Start of Given information

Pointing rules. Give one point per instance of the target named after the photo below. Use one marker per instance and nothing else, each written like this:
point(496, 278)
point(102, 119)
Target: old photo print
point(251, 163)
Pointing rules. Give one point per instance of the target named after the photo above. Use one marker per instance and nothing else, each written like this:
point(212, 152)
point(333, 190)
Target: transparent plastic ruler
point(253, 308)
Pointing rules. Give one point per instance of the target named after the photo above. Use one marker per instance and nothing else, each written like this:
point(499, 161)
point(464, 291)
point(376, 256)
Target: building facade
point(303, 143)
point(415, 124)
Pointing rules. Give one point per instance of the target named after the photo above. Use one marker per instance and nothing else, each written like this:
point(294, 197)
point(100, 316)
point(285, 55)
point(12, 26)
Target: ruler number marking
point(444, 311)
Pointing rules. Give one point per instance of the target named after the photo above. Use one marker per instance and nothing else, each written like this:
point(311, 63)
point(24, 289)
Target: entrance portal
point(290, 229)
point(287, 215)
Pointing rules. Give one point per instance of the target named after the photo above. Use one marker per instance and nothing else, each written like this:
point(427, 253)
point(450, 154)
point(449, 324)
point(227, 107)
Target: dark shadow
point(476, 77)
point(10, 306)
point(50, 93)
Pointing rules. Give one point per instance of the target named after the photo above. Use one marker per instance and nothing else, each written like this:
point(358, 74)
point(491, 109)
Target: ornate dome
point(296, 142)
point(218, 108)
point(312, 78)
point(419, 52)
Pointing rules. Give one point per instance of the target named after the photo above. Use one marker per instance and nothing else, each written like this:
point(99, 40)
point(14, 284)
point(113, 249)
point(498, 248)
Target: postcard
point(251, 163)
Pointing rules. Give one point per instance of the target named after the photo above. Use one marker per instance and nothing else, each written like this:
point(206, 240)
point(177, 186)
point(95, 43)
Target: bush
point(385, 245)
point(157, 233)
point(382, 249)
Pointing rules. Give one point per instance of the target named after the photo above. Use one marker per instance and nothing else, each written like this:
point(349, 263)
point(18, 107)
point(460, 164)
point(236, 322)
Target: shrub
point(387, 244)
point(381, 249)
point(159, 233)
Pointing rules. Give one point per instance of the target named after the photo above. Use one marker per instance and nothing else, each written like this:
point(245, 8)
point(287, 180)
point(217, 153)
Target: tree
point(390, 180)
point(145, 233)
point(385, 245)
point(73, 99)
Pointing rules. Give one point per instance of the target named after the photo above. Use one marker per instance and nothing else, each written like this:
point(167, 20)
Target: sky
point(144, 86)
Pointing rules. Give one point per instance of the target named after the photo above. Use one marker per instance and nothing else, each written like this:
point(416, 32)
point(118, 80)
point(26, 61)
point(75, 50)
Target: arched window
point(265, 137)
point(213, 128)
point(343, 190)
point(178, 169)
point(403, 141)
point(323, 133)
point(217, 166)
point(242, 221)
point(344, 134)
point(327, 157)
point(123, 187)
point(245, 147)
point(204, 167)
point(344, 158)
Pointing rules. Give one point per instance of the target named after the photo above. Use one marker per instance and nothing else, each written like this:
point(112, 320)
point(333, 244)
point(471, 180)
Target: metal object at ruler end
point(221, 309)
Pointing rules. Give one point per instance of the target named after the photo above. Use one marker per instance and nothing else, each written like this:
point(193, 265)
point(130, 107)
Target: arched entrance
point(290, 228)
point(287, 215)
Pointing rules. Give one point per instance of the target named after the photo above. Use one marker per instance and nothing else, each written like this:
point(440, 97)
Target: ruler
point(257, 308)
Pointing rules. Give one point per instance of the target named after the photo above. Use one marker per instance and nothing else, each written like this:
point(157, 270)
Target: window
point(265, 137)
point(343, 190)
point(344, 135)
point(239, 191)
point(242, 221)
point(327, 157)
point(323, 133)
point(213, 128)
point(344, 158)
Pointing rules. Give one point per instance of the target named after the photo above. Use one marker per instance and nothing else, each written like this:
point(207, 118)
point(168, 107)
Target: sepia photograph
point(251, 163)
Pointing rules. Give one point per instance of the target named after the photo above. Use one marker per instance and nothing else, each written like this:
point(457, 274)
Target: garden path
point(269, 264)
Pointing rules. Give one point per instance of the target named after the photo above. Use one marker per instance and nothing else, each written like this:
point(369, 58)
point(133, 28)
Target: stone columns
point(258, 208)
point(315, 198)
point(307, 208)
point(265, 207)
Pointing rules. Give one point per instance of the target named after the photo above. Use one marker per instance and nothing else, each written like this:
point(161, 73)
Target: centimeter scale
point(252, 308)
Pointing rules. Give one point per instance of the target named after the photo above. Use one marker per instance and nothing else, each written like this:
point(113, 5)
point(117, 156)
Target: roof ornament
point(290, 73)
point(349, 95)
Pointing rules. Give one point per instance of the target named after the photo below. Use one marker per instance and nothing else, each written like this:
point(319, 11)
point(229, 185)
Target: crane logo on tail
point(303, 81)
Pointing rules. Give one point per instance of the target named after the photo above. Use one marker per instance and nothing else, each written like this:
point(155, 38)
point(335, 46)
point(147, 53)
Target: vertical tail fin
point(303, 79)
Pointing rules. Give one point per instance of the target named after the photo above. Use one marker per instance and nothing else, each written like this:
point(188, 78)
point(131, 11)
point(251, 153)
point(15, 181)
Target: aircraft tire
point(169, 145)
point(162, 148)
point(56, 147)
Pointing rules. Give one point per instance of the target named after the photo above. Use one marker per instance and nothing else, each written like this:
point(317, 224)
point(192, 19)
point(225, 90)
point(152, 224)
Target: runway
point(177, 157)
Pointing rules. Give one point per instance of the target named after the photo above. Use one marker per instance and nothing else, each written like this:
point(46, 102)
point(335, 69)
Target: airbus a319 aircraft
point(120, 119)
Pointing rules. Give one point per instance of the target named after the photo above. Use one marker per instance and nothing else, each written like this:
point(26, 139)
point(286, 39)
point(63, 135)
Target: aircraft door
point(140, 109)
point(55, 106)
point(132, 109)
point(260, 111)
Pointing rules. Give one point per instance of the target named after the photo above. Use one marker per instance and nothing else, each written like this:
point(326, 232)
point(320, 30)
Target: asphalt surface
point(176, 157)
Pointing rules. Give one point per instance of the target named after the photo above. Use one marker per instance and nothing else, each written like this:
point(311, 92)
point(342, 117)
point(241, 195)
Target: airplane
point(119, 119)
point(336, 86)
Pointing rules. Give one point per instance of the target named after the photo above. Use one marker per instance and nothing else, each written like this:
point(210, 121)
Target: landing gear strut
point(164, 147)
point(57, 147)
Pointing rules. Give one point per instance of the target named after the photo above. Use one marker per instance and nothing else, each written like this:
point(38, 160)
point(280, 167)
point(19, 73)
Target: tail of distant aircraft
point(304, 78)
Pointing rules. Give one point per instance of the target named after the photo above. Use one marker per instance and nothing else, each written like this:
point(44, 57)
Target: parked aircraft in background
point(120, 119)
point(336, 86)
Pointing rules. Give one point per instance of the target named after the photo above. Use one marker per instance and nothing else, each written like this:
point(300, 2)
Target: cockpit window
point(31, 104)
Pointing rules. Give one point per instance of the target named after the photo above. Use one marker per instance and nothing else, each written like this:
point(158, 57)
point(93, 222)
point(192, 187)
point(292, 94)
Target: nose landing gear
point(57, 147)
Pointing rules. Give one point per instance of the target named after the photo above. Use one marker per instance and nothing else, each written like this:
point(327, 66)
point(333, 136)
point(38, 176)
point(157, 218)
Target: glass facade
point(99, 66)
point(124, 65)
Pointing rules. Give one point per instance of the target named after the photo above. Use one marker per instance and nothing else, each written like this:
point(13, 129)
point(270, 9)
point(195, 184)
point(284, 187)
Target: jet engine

End of Given information

[What to do] All the records, from the first line to the last: repeat them exactly.

[Answer to this exercise]
Pointing rules. Give one point per instance of the target named after the photo below. Use one marker per instance and nothing else, each written like this:
point(496, 278)
point(102, 119)
Target: old photo print
point(251, 163)
Pointing rules. Give one point per instance of the target named after the photo above. Use one marker per instance and nothing else, each written like this:
point(212, 152)
point(333, 190)
Target: transparent plastic ruler
point(253, 308)
Pointing rules. Give one point per instance of the target named after the photo above. Use one marker per instance and nothing else, each written like this:
point(499, 161)
point(464, 291)
point(376, 256)
Target: building facade
point(303, 143)
point(415, 124)
Pointing rules. Give one point per instance of the target named after the photo above. Use one marker per instance and nothing else, each written like this:
point(294, 197)
point(100, 316)
point(285, 55)
point(12, 26)
Target: ruler number marking
point(444, 311)
Pointing rules. Give one point per instance of the target named after the photo above. Use one marker per instance and nothing else, each written like this:
point(311, 63)
point(24, 289)
Target: entrance portal
point(290, 229)
point(287, 215)
Pointing rules. Give one point per instance of the target named after the photo above. Use one marker per instance and nothing else, each written like this:
point(427, 253)
point(450, 154)
point(449, 324)
point(227, 107)
Target: dark shadow
point(476, 77)
point(10, 306)
point(50, 93)
Pointing rules. Give one point per instance of the target named after the photo above. Use one marker per instance and nothing else, each written like this:
point(358, 74)
point(491, 109)
Target: ornate dome
point(296, 142)
point(218, 108)
point(312, 78)
point(419, 52)
Pointing rules. Give one point per instance of the target named after the photo above. Use one marker per instance and nothing else, each written like this:
point(99, 40)
point(14, 284)
point(113, 249)
point(498, 248)
Target: postcard
point(251, 163)
Pointing rules. Give one point per instance of the target named after the photo above. Use one marker per instance and nothing else, each written like this:
point(206, 240)
point(177, 186)
point(95, 43)
Target: bush
point(385, 245)
point(157, 233)
point(382, 249)
Pointing rules. Give one point per instance of the target named after the photo above. Use one marker per instance and nothing else, each written like this:
point(349, 263)
point(18, 107)
point(460, 164)
point(236, 322)
Target: shrub
point(387, 244)
point(381, 249)
point(159, 233)
Pointing rules. Give one point per instance of the target named after the photo above. Use one marker per instance and nothing else, each written like this:
point(245, 8)
point(287, 180)
point(217, 153)
Target: tree
point(390, 180)
point(145, 233)
point(385, 245)
point(73, 99)
Pointing rules. Give one point per instance of the target named after the photo above. Use one marker per instance and nothing else, each written like this:
point(167, 20)
Target: sky
point(144, 86)
Pointing rules. Give one point per instance of the target named after the photo above. Use one marker per instance and nothing else, each written like this:
point(416, 32)
point(118, 80)
point(26, 61)
point(75, 50)
Target: arched window
point(265, 137)
point(213, 128)
point(343, 190)
point(178, 169)
point(403, 141)
point(323, 133)
point(217, 166)
point(242, 221)
point(344, 134)
point(327, 157)
point(123, 187)
point(245, 147)
point(204, 167)
point(344, 158)
Pointing rules. Give one point per instance of the target named after the photo above. Use one marker per instance and nothing else, each written like this:
point(112, 320)
point(333, 244)
point(471, 180)
Target: metal object at ruler end
point(221, 309)
Pointing rules. Give one point per instance of the target named after the photo above. Use one marker per instance and nothing else, each written like this:
point(193, 265)
point(130, 107)
Target: arched entrance
point(290, 228)
point(287, 215)
Pointing rules. Give one point per instance of the target named after the photo above. Use one marker per instance and nothing else, each written like this:
point(440, 97)
Target: ruler
point(257, 308)
Pointing rules. Give one point per instance of the target named after the photo above. Use one marker per instance and nothing else, each written like this:
point(157, 270)
Target: window
point(265, 137)
point(343, 190)
point(344, 135)
point(239, 191)
point(242, 221)
point(327, 157)
point(323, 133)
point(213, 128)
point(344, 158)
Pointing rules. Give one point per instance of the target named after the photo above. Use one marker per instance and nothing else, each written like this:
point(207, 118)
point(168, 107)
Target: sepia photograph
point(251, 163)
Pointing rules. Give one point per instance of the target named after the photo above. Use one marker per instance and nothing else, each written like this:
point(457, 274)
Target: garden path
point(269, 264)
Pointing rules. Give one point per instance of the target named after the photo above. Use one marker per instance and nothing else, each written like this:
point(369, 58)
point(133, 28)
Target: stone columns
point(258, 208)
point(315, 198)
point(307, 208)
point(265, 207)
Pointing rules. Give one point per instance of the target named after the photo above. Use one marker per instance and nothing else, each written like this:
point(161, 73)
Target: centimeter scale
point(252, 308)
Pointing rules. Give one point per instance of the target named after the photo above. Use one marker per instance and nothing else, each written like this:
point(113, 5)
point(117, 156)
Target: roof ornament
point(290, 73)
point(349, 95)
Pointing rules. Give one point per instance of the target named after the photo below. Use one marker per instance and nothing else, each written like this:
point(319, 11)
point(229, 185)
Target: crane logo on tail
point(303, 81)
Pointing rules. Give one point per instance of the target named after the photo above. Use one marker per instance and nothing else, each written like this:
point(155, 38)
point(335, 46)
point(147, 53)
Target: vertical tail fin
point(303, 79)
Pointing rules. Give one point per instance of the target named after the photo above. Use one marker per instance and nothing else, each written like this:
point(188, 78)
point(131, 11)
point(251, 153)
point(15, 181)
Target: aircraft tire
point(169, 145)
point(162, 148)
point(56, 147)
Pointing rules. Give one point per instance of the target named after the photo above. Use one marker per instance and nothing else, each written like this:
point(317, 224)
point(192, 19)
point(225, 90)
point(152, 224)
Target: runway
point(177, 157)
Pointing rules. Give one point per instance of the target named after the photo above. Use one marker per instance and nothing else, each written like this:
point(46, 102)
point(335, 69)
Target: airbus a319 aircraft
point(120, 119)
Pointing rules. Give one point per instance of the target named after the photo above. Use one marker per instance and nothing else, each written like this:
point(26, 139)
point(286, 39)
point(63, 135)
Target: aircraft door
point(140, 109)
point(55, 106)
point(132, 109)
point(260, 111)
Pointing rules. Give one point per instance of the target named after the photo above. Use one marker per instance and nothing else, each written like this:
point(326, 232)
point(320, 30)
Target: asphalt surface
point(176, 157)
Pointing rules. Give one point per instance of the target named after the photo above. Use one marker per instance and nothing else, each written like this:
point(311, 92)
point(342, 117)
point(241, 195)
Target: airplane
point(119, 119)
point(336, 86)
Pointing rules. Give one point per instance of the target named after the photo above. Use one marker per instance and nothing else, each written like this:
point(210, 121)
Target: landing gear strut
point(164, 147)
point(57, 147)
Pointing rules. Give one point per instance of the target named after the photo above. Use one marker per instance and nothing else, each written like this:
point(38, 160)
point(280, 167)
point(19, 73)
Target: tail of distant aircraft
point(304, 78)
Pointing rules. Give one point per instance of the target named after the photo above. Use one marker per instance and nothing else, each written like this:
point(44, 57)
Target: parked aircraft in background
point(120, 119)
point(336, 86)
Pointing rules. Give one point per instance of the target named after the photo above. Use one marker per instance and nothing else, each written like this:
point(300, 2)
Target: cockpit window
point(31, 104)
Pointing rules. Give one point per instance of the target named after the photo above. Use one marker per instance and nothing else, each written like this:
point(158, 57)
point(93, 222)
point(192, 187)
point(292, 94)
Target: nose landing gear
point(57, 147)
Pointing rules. Give one point per instance of the target named after the photo above. Use one marker per instance and nothing else, each written like this:
point(327, 66)
point(333, 136)
point(38, 176)
point(157, 218)
Target: glass facade
point(99, 66)
point(124, 65)
Pointing rules. Give one point per instance of the target named after the photo above. Use one marker per instance and nothing else, each written like this:
point(13, 129)
point(270, 9)
point(195, 184)
point(284, 187)
Target: jet engine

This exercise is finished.